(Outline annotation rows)
--

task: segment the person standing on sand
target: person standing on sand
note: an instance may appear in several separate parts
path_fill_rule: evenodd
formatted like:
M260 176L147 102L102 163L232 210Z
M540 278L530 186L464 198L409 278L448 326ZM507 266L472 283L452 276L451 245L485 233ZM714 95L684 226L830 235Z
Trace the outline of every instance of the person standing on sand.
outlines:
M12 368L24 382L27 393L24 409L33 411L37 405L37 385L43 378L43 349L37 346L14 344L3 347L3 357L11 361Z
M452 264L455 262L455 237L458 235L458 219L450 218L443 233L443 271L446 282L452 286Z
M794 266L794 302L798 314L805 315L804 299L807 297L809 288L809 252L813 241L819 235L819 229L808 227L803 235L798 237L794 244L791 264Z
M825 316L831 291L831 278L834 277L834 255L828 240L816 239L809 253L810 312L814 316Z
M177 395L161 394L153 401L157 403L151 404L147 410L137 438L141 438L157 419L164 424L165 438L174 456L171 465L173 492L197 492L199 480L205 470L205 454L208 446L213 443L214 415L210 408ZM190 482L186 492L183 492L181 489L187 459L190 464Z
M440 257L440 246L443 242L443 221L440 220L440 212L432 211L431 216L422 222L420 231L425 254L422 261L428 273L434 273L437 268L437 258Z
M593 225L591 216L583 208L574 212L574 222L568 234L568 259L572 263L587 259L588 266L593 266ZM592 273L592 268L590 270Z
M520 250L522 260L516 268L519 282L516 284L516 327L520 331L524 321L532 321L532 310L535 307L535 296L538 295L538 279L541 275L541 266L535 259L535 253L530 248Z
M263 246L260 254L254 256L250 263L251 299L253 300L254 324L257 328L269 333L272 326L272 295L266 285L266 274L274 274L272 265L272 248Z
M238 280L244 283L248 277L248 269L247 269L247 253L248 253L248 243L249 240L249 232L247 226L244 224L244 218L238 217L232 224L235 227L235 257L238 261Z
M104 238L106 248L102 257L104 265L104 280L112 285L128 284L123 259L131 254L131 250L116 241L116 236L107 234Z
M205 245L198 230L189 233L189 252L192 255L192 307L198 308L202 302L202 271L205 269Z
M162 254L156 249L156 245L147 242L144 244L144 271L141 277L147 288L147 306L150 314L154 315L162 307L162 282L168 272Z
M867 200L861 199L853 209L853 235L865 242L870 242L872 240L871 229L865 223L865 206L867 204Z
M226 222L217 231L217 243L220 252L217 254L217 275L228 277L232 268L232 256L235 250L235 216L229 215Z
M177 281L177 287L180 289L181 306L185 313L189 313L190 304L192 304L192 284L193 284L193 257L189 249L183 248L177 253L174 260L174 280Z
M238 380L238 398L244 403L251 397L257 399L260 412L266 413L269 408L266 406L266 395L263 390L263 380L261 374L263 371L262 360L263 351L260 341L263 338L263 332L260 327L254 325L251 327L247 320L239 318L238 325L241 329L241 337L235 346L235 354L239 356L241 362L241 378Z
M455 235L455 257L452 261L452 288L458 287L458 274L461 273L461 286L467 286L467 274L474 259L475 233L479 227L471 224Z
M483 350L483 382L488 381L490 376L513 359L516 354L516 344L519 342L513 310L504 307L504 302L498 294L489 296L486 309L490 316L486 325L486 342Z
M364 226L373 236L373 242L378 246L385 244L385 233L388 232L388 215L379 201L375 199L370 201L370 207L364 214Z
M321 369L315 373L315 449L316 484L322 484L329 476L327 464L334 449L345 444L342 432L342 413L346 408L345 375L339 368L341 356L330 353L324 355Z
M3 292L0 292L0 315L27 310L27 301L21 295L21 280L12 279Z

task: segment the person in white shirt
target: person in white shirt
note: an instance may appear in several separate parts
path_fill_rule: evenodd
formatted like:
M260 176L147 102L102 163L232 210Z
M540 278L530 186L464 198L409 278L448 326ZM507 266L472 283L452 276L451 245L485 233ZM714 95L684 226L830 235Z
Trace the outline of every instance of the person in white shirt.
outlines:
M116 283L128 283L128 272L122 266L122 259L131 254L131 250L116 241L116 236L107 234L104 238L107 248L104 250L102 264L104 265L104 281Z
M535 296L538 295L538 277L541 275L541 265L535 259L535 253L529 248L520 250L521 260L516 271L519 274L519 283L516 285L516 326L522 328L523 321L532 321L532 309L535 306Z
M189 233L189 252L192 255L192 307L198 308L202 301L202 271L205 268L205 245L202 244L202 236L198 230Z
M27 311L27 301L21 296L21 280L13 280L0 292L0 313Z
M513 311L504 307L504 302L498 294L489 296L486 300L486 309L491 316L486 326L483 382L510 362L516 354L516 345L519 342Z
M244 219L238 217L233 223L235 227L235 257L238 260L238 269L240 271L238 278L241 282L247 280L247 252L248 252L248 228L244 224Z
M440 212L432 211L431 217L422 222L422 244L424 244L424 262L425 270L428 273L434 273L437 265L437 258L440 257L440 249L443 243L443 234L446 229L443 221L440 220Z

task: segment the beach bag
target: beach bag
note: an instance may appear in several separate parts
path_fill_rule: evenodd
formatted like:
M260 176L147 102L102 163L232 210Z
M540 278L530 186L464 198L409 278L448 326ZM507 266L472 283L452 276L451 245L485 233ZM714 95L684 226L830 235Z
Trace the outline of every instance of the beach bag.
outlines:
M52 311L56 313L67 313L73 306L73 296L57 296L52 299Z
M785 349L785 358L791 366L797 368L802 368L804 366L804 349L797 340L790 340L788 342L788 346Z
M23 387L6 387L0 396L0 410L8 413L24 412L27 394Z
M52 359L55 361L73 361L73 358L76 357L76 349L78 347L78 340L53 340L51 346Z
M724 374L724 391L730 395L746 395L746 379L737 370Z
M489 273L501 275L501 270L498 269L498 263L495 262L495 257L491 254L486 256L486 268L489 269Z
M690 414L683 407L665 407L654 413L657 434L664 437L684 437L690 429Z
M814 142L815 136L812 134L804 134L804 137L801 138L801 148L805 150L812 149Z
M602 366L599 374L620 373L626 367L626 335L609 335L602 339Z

--

_WORK TO DO_
Repeat all of the rows above exactly as they appear, line for line.

_ANSWER_
task: segment the person standing on sand
target: person standing on sand
note: an instance may appear in several separate parts
path_fill_rule: evenodd
formatted like:
M260 176L147 102L102 163L232 210Z
M540 278L530 186L464 198L409 278L448 326ZM507 266L472 283L452 276L451 245L485 233ZM714 95L684 226L830 235Z
Trace the outline of every instance of the person standing on sand.
outlines:
M12 368L24 382L27 393L24 409L33 411L37 405L37 385L43 378L43 349L37 346L14 344L3 347L3 357L11 361Z
M452 264L455 262L455 237L458 235L458 219L450 218L443 233L443 271L446 282L452 286Z
M794 266L794 302L798 314L805 315L804 299L807 297L809 288L809 252L813 241L819 235L819 229L808 227L803 235L798 237L794 244L791 264Z
M825 316L831 291L831 278L834 277L834 255L828 240L816 239L809 253L810 312L814 316Z
M177 395L161 394L153 401L157 403L151 404L147 410L137 438L141 438L157 419L164 424L165 438L174 456L171 465L173 492L197 492L199 480L205 470L205 454L208 446L213 443L214 415L210 408ZM190 482L186 492L183 492L181 489L187 459L190 464Z
M440 257L440 246L443 242L443 221L440 220L440 212L432 211L431 216L422 222L420 231L425 254L422 261L428 273L434 273L437 268L437 258Z
M593 225L591 216L583 208L574 212L574 222L568 234L568 259L572 263L587 259L588 266L593 266ZM592 273L592 268L590 270Z
M520 250L522 260L516 268L519 282L516 284L516 327L520 331L524 321L532 321L532 310L535 307L535 296L538 295L538 279L541 275L541 266L535 259L535 253L530 248Z
M263 246L260 254L254 256L250 263L251 299L253 300L254 324L257 328L269 333L272 326L272 295L266 285L266 274L274 274L272 265L272 248Z
M238 280L244 283L248 277L248 269L247 269L247 253L248 253L248 243L249 240L249 232L247 226L244 224L244 218L238 217L232 224L235 227L235 257L238 261Z
M104 238L106 248L102 257L104 265L104 280L112 285L128 284L123 259L131 254L131 250L116 241L116 236L107 234Z
M205 245L198 230L189 233L189 252L192 255L192 307L198 308L202 302L202 271L205 269Z
M162 254L156 249L156 245L147 242L144 244L144 271L141 277L147 288L147 306L150 314L154 315L162 307L162 282L168 272Z
M867 200L861 199L853 209L853 235L865 242L870 242L872 240L871 229L865 223L865 206L867 204Z
M226 222L217 231L217 243L220 252L217 254L217 275L228 277L232 268L232 256L235 250L235 216L229 215Z
M177 281L177 287L180 289L181 306L185 313L189 313L190 304L192 304L192 284L193 284L193 257L189 249L183 248L177 253L174 260L174 280Z
M238 380L238 398L244 403L251 397L257 399L260 412L266 413L269 408L266 406L266 395L263 390L263 380L261 374L263 371L262 360L263 351L260 341L263 338L263 332L260 327L254 325L251 327L247 320L239 318L238 325L241 329L241 337L235 346L235 354L239 356L241 362L241 378Z
M455 235L455 257L452 261L452 288L458 287L458 274L461 273L461 286L467 286L467 274L474 259L475 233L479 227L471 224Z
M483 350L483 382L488 381L490 376L513 359L516 354L516 344L519 342L513 310L504 307L504 302L498 294L489 296L486 309L490 316L486 325L486 342Z
M364 226L373 236L373 242L378 246L385 244L385 233L388 232L388 215L379 201L375 199L370 201L370 207L364 214Z
M321 369L315 373L315 449L316 484L322 484L329 476L327 464L334 449L345 444L342 432L342 413L346 408L345 375L339 368L341 356L330 353L324 355Z
M3 292L0 292L0 315L27 310L27 301L21 295L21 280L12 279Z

task: segment the person in white shirt
target: person in white shirt
note: an instance may appear in several separate parts
path_fill_rule: evenodd
formatted like:
M260 176L147 102L102 163L232 210Z
M540 278L530 186L464 198L409 278L448 326ZM507 266L472 283L452 276L451 245L485 233ZM714 95L684 226L830 235Z
Trace the outline of every instance of the person in white shirt.
outlines:
M116 283L128 283L128 272L122 266L122 259L131 254L131 250L116 241L116 236L107 234L104 238L107 248L104 250L102 264L104 265L104 281Z
M535 296L538 295L538 277L541 275L541 265L535 259L535 253L529 248L520 250L521 260L516 271L519 274L519 283L516 285L516 326L522 328L523 321L532 321L532 309L535 306Z
M189 233L189 252L192 255L192 307L198 308L202 301L202 271L205 268L205 245L202 244L202 236L198 230Z
M27 311L27 301L21 296L21 280L13 280L0 292L0 313Z
M513 311L504 307L504 302L498 294L489 296L486 300L486 309L491 316L486 326L483 382L510 362L516 354L516 345L519 342Z
M244 219L238 217L233 223L235 227L235 257L238 260L238 269L240 271L238 278L241 282L247 280L247 252L248 252L248 228L244 224Z
M440 212L432 211L431 217L422 222L422 244L424 244L424 262L425 270L428 273L434 273L437 265L437 258L440 257L440 249L443 243L443 234L446 229L443 221L440 220Z

task: segment the beach bag
target: beach bag
note: an instance may appear in several separate parts
path_fill_rule: evenodd
formatted like:
M260 176L147 102L102 163L232 210Z
M540 278L530 186L464 198L409 278L448 326ZM507 266L472 283L452 276L451 245L485 233ZM714 95L684 226L830 235Z
Trace the outline of every instance of the beach bag.
outlines:
M52 311L56 313L67 313L73 306L73 296L57 296L52 299Z
M785 349L785 358L791 366L797 368L802 368L804 366L804 349L797 340L790 340L788 342L788 346Z
M23 387L6 387L0 396L0 410L8 413L24 412L27 394Z
M52 359L55 361L73 361L73 358L76 357L76 349L78 347L78 340L53 340L51 346Z
M724 374L724 391L730 395L746 395L746 379L737 370Z
M489 273L501 275L501 270L498 269L498 263L495 262L495 257L491 254L486 256L486 268L489 269Z
M690 414L683 407L665 407L654 413L657 434L664 437L684 437L690 429Z
M814 142L815 136L812 134L804 134L804 137L801 138L801 148L805 150L812 149Z
M602 366L599 374L620 373L626 367L626 335L609 335L602 339Z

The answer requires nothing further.